(Excerpts of labeled region data)
════
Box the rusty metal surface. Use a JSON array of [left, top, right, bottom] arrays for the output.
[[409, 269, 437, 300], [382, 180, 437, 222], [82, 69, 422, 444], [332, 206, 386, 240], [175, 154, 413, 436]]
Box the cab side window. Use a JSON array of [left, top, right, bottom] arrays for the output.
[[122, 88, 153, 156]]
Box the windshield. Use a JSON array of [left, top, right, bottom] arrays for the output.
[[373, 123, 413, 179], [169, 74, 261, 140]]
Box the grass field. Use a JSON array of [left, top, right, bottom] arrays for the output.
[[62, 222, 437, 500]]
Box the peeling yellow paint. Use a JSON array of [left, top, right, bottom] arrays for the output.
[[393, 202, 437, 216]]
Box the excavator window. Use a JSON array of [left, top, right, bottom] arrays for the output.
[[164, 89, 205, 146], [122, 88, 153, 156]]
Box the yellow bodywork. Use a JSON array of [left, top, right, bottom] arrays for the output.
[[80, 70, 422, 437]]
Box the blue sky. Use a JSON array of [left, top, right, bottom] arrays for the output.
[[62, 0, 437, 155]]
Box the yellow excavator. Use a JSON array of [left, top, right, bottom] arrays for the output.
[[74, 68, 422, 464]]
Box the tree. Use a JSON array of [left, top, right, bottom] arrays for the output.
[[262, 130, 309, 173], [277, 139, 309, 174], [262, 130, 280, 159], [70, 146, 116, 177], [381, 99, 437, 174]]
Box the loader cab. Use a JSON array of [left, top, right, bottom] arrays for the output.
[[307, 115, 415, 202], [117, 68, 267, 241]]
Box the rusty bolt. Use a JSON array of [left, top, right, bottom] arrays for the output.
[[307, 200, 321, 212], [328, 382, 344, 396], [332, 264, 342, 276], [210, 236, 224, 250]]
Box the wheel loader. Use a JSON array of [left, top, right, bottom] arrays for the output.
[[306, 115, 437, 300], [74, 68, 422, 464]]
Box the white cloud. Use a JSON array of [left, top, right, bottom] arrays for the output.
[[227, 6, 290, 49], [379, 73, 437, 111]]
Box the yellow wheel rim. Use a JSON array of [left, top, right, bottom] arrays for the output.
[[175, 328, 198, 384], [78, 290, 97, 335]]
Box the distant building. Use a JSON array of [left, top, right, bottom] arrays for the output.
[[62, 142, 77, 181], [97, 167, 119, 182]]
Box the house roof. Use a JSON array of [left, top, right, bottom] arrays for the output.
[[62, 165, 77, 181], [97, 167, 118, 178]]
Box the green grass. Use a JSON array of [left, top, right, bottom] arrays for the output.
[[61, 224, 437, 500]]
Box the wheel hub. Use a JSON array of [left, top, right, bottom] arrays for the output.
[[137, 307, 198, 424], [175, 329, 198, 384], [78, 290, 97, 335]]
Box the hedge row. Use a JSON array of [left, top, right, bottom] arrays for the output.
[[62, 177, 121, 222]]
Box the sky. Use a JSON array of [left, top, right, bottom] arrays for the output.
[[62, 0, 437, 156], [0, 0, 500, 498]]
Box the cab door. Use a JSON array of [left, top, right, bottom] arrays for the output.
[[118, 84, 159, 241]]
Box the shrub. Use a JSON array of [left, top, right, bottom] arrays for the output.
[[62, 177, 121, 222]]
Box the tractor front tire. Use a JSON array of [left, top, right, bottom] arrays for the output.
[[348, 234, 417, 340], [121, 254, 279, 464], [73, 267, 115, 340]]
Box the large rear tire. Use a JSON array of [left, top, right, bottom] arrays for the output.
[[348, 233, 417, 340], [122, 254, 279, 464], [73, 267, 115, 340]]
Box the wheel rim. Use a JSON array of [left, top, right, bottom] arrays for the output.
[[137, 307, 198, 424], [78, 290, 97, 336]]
════
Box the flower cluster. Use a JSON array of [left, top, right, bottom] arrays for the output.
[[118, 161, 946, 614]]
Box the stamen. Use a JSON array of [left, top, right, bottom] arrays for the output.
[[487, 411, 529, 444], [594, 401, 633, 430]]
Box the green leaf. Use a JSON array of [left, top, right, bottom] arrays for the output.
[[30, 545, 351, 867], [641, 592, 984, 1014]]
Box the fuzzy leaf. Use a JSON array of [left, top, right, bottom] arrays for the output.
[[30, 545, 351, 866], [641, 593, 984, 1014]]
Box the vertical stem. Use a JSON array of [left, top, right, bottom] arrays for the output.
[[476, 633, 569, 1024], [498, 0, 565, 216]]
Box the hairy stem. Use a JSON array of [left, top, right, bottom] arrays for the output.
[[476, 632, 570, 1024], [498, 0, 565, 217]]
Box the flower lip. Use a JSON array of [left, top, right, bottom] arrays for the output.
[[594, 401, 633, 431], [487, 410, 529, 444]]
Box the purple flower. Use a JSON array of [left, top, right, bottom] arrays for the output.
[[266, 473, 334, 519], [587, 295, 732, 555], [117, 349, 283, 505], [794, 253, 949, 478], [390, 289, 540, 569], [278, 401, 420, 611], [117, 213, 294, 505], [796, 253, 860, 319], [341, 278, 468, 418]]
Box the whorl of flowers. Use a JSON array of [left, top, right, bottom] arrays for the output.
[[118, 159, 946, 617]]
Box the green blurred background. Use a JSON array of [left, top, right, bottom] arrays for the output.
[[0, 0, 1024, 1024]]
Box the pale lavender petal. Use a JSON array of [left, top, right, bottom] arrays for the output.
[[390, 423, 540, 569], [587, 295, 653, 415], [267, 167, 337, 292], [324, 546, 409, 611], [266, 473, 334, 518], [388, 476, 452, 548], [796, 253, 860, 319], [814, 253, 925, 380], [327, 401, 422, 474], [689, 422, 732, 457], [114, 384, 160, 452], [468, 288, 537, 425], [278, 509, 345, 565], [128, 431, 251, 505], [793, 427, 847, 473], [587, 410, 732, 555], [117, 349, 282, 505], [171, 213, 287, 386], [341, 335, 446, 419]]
════
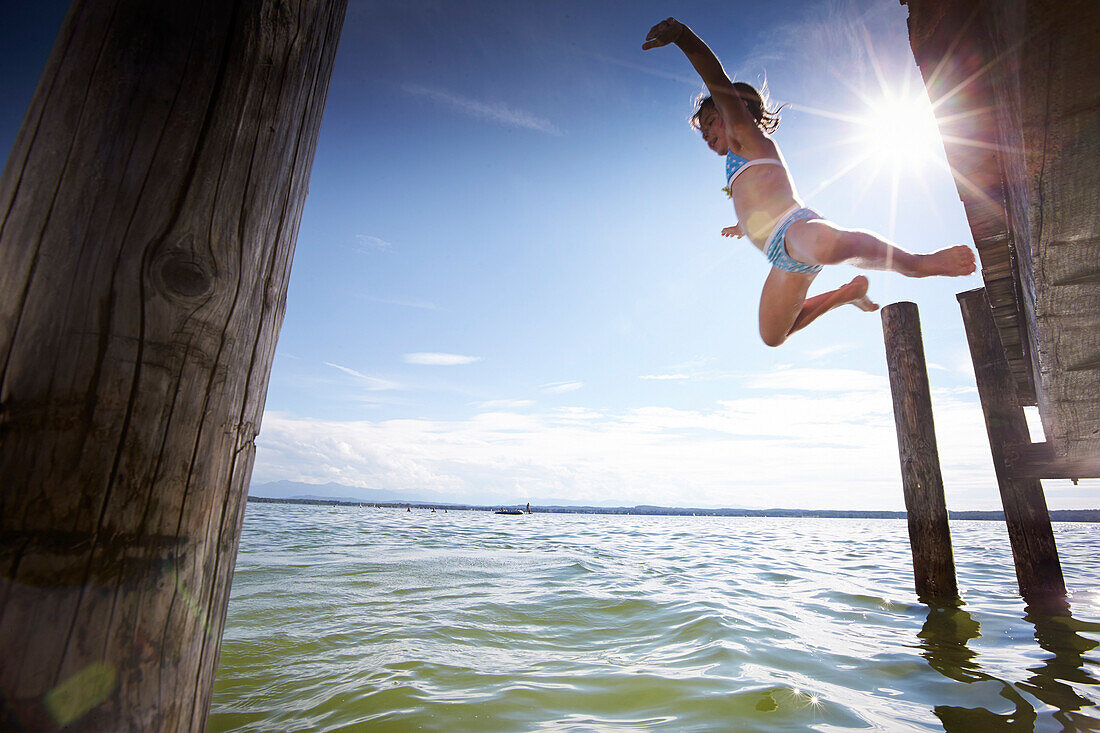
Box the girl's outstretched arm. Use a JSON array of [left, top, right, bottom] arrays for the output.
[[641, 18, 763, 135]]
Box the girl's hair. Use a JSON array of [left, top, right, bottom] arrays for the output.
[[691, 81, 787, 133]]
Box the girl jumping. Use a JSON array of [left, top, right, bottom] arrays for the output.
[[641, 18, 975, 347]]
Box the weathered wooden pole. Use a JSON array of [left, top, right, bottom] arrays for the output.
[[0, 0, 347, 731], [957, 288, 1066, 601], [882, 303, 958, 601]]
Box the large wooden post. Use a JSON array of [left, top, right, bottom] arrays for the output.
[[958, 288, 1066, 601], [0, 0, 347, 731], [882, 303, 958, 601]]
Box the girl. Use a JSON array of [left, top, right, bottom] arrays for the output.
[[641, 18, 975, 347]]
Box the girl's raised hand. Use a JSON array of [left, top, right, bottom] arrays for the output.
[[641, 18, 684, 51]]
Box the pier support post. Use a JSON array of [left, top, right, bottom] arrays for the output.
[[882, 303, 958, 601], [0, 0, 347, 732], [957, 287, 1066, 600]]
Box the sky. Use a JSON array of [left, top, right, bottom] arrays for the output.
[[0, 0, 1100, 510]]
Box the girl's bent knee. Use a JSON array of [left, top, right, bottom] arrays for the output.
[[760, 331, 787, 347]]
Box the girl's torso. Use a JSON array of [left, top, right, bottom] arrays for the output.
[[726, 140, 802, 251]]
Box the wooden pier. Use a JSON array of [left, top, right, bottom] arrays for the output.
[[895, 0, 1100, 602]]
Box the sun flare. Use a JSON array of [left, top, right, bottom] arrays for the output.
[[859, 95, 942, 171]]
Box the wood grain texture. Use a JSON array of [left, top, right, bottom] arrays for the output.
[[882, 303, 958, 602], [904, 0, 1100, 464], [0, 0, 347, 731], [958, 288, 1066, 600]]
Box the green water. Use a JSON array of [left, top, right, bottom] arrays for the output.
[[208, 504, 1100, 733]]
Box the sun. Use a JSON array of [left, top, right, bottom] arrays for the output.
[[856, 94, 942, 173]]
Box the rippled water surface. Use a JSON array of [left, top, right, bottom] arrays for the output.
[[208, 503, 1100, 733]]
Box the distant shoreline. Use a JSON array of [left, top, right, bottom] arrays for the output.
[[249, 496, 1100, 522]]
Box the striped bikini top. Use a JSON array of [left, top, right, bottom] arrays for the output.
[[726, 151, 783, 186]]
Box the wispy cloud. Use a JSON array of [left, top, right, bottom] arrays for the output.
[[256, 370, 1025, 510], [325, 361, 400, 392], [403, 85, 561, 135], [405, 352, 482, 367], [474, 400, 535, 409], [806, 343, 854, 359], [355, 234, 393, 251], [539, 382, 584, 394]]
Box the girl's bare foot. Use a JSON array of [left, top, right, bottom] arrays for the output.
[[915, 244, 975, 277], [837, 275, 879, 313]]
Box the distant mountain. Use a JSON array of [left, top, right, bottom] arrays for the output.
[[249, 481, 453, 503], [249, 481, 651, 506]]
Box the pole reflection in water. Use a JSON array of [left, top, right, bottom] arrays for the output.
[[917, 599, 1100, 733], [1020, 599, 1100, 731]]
════
#### What you will do
Collect every line from the rows that contains the word "pole".

#### Exercise output
Box the weathered wooden pole. Use a JSON array of [left, top, right, bottom] arrays for the output.
Box the pole reflection in water. Use a JSON array of [left, top, right, bottom] arrays for the output.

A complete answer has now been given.